The City of South Brisbane was a local government area on the southern side of the Brisbane River, Queensland, Australia. It was established in 1888 and existed until 1925 when it was amalgamated into the City of Brisbane.

History

When the Town of Brisbane was first established, it was predominantly on the northern bank of the Brisbane River, but included some areas south of the river, including the ward of Kangaroo Point and the ward of South Brisbane, the area between Vulture Street and the river.

The Queensland Government passed the Divisional Boards Act of 1879 to establish a system of Divisional Boards for the purpose of providing local government for portions of the colony outside the boundaries of municipalities. The first Divisional Boards were proclaimed on 11 November 1879. Although the Woolloongabba Division was intended to be one of the first established, some delays occurred and it was not established until 9 January 1880.

The role of a Divisional Board was to provide such public services as:
 transport, including roads and bridges
 public health, including water, sanitation and drainage
 public amenities, including parks and cemeteries, etc.

- Record set:
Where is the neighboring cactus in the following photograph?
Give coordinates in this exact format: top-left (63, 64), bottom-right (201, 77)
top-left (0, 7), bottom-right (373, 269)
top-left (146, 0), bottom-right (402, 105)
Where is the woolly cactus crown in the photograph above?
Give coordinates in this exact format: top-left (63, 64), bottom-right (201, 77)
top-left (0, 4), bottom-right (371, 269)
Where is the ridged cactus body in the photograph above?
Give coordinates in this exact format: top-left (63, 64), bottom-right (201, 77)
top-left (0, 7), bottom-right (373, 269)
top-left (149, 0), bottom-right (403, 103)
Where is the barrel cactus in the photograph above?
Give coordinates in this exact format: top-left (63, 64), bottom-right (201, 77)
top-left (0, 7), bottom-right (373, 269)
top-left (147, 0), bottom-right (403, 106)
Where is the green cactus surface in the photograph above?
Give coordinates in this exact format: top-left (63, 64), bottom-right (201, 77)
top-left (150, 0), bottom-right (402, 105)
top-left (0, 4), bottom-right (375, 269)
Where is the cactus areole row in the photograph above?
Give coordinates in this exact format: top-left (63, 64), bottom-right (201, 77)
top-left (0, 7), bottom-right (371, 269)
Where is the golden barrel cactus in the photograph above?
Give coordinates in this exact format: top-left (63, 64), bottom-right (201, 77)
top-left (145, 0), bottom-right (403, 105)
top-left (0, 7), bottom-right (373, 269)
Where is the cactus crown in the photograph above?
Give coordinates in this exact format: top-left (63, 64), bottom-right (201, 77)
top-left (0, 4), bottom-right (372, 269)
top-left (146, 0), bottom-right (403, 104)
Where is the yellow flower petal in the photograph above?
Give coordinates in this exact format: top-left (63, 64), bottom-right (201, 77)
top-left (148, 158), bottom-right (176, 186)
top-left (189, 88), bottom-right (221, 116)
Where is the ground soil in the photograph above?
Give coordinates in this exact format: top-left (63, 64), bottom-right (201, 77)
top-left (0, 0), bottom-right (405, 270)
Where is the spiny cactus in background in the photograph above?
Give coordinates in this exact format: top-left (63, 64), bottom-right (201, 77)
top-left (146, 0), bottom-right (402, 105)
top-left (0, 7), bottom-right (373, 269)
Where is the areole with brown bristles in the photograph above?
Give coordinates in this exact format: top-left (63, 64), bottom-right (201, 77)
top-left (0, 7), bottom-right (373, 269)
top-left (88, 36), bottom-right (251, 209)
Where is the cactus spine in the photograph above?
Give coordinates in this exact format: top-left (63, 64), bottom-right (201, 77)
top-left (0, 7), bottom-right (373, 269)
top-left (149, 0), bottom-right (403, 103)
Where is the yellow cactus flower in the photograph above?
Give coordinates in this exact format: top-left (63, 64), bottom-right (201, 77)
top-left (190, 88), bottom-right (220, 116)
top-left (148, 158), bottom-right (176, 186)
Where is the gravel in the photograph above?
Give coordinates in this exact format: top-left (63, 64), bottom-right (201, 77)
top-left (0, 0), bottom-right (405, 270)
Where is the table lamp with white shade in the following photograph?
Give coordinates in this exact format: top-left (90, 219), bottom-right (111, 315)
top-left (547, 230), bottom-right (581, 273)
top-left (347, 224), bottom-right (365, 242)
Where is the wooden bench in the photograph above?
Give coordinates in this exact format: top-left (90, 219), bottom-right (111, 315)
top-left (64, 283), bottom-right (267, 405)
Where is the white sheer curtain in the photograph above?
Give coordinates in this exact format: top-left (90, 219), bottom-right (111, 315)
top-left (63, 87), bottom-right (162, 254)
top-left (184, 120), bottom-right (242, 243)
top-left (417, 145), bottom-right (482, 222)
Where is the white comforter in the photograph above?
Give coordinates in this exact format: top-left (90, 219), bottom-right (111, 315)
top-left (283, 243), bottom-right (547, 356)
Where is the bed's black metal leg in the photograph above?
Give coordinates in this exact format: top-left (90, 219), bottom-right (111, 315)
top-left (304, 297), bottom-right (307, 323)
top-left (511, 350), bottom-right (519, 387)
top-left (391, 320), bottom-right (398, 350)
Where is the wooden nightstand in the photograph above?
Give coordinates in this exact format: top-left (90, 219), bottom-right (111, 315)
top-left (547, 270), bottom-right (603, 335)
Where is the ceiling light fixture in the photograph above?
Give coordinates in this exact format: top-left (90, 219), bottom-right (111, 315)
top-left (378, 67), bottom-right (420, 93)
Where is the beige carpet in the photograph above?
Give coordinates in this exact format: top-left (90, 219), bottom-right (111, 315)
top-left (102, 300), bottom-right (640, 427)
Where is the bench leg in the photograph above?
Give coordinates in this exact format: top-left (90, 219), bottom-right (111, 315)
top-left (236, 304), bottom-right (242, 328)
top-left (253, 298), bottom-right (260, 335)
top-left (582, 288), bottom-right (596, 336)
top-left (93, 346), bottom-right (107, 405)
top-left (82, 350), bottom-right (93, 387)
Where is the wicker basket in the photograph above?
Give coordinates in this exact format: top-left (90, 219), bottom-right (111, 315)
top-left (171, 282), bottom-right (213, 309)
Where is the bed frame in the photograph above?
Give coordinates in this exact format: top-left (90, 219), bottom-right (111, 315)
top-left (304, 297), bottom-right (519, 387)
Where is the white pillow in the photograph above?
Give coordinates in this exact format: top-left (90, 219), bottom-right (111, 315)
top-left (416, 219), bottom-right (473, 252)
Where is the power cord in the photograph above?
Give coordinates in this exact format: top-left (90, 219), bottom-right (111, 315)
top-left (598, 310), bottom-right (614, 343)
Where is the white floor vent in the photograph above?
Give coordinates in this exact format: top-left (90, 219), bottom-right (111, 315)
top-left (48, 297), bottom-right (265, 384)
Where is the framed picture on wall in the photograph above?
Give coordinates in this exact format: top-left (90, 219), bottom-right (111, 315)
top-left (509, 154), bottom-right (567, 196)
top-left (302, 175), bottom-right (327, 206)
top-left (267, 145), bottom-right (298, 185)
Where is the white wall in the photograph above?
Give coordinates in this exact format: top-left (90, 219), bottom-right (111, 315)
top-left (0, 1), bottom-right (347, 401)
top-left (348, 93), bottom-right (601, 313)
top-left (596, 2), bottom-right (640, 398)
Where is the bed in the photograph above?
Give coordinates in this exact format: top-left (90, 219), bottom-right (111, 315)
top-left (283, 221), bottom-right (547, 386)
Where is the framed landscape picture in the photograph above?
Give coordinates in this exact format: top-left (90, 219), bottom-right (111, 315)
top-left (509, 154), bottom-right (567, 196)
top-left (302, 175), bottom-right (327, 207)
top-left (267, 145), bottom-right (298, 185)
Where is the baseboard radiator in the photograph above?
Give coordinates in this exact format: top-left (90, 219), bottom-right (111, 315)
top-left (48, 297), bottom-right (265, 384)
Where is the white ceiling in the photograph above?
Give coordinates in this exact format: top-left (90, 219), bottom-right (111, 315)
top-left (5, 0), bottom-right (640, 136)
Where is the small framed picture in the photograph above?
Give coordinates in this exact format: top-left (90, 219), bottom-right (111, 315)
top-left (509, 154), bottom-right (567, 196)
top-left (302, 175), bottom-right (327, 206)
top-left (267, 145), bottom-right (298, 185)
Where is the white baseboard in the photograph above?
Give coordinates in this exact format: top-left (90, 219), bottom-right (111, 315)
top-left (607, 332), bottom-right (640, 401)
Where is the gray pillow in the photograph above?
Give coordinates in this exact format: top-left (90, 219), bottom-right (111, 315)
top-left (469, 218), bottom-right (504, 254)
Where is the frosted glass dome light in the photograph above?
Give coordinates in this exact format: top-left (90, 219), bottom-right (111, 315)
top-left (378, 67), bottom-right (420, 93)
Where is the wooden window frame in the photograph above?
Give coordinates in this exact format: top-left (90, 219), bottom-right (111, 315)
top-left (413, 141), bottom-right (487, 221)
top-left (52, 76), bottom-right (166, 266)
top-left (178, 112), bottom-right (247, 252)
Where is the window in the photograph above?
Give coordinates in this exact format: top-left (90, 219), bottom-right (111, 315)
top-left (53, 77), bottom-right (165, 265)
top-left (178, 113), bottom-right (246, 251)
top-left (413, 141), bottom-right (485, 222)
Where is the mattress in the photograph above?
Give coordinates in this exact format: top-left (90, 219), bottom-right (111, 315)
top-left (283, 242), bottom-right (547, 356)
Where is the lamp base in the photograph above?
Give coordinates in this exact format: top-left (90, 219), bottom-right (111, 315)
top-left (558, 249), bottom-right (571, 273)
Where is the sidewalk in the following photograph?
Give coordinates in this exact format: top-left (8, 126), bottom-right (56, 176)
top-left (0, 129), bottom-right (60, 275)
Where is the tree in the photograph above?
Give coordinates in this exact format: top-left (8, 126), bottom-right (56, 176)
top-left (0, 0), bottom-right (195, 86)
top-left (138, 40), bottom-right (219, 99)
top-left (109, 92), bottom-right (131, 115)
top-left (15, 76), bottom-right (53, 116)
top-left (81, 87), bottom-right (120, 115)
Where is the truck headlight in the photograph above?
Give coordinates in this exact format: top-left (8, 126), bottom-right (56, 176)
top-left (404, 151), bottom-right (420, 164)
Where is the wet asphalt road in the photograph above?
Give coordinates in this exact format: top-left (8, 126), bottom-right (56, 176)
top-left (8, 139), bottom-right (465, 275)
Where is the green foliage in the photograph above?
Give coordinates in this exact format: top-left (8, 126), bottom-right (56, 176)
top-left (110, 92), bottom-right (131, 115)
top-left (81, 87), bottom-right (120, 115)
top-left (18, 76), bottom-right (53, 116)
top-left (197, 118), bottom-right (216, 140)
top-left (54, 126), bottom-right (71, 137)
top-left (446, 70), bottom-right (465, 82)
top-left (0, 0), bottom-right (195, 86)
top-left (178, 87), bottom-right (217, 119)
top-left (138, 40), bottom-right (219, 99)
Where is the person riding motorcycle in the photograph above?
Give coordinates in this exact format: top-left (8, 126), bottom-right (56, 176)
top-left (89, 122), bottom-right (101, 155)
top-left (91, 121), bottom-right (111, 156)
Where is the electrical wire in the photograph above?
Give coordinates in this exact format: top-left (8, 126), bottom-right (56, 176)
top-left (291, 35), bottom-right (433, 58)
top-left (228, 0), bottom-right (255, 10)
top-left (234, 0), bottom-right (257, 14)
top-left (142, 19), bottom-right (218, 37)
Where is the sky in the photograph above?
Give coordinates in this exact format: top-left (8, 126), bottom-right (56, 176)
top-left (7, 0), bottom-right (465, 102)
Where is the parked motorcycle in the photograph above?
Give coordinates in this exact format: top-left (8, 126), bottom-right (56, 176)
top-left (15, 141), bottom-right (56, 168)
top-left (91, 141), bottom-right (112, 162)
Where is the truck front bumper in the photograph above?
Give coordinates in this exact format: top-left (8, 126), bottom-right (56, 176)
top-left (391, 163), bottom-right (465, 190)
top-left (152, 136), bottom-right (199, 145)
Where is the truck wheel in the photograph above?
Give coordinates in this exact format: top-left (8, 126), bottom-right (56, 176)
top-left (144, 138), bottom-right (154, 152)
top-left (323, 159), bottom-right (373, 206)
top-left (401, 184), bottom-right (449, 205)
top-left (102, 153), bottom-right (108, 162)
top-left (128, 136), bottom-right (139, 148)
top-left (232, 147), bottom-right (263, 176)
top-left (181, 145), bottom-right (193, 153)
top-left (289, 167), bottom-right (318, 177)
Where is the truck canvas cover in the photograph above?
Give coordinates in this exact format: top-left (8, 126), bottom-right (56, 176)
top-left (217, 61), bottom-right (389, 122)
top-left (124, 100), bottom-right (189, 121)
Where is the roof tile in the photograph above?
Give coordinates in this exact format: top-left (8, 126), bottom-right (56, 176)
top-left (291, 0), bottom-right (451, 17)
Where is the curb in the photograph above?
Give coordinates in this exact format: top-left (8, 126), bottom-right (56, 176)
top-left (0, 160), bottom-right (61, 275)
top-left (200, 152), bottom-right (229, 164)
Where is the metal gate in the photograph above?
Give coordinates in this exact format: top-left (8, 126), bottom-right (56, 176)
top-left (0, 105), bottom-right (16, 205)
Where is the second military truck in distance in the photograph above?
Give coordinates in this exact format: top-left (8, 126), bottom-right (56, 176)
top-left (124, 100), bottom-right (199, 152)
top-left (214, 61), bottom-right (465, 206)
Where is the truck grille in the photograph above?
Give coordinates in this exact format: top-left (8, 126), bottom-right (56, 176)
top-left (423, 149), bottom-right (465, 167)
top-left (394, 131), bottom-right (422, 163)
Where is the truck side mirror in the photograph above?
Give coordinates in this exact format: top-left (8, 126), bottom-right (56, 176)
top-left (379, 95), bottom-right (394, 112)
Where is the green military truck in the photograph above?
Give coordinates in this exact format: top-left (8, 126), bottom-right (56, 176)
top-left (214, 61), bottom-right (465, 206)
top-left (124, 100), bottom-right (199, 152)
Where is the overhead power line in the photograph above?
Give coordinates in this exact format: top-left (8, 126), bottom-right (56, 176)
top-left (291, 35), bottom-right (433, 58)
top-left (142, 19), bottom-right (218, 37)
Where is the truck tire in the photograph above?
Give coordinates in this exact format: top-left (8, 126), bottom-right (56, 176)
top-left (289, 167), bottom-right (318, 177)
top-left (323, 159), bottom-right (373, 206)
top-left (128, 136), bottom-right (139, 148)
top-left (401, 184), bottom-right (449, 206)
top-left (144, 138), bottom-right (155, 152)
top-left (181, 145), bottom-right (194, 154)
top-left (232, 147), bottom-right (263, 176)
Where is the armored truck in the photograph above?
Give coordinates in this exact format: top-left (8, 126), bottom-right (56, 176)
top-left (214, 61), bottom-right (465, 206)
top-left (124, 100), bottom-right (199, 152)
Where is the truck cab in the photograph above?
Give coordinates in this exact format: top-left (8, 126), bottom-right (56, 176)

- To-do list:
1. In the entries, substitute "road edge" for "curb" in the part that opens with the line containing "Where is the roof" and closes with the line containing "top-left (200, 152), bottom-right (229, 164)", and give those lines again with nothing else changed.
2. Pick up the account of the City of South Brisbane after its last line and continue it.

- Answers per task:
1.
Where is the roof tile in the photograph above?
Give coordinates in this exact format: top-left (8, 126), bottom-right (56, 176)
top-left (291, 0), bottom-right (451, 17)
Where is the road edge in the photograph above?
Give coordinates in this exact format: top-left (8, 126), bottom-right (56, 176)
top-left (0, 160), bottom-right (61, 275)
top-left (200, 152), bottom-right (229, 164)

2.
Divisional boards were intended to administer areas with lower and more sparse population than that of a municipality. However, population of the Woolloongabba Divisional Board grew rapidly as the result of the introduction of a railway line into South Brisbane. On 7 January 1888, the Borough of South Brisbane was proclaimed a separate Municipal Institution. It combined the areas formerly part of the Division of Woolloongabba and the South Ward of the Municipality of Brisbane. However, the ward of Kangaroo Point remained part of the Town of Brisbane.

In 1891, work commenced on the construction of the South Brisbane Town Hall. The building was officially opened on 1 July 1892. Although it was commonly known as the "Town Hall", it was officially called the South Brisbane Municipal Chambers. The town hall is now listed on the Queensland Heritage Register.

The South Brisbane Memorial Park commemorates those of South Brisbane who died in World War I. On 20 May 1921 the South Brisbane City Council set aside a triangular block land bounded by Stanley Street, Vulture Street and Sidon Street opposite the South Brisbane Town Hall. On 6 August 1923 the park was dedicated Governor-General of Australia, Henry Forster.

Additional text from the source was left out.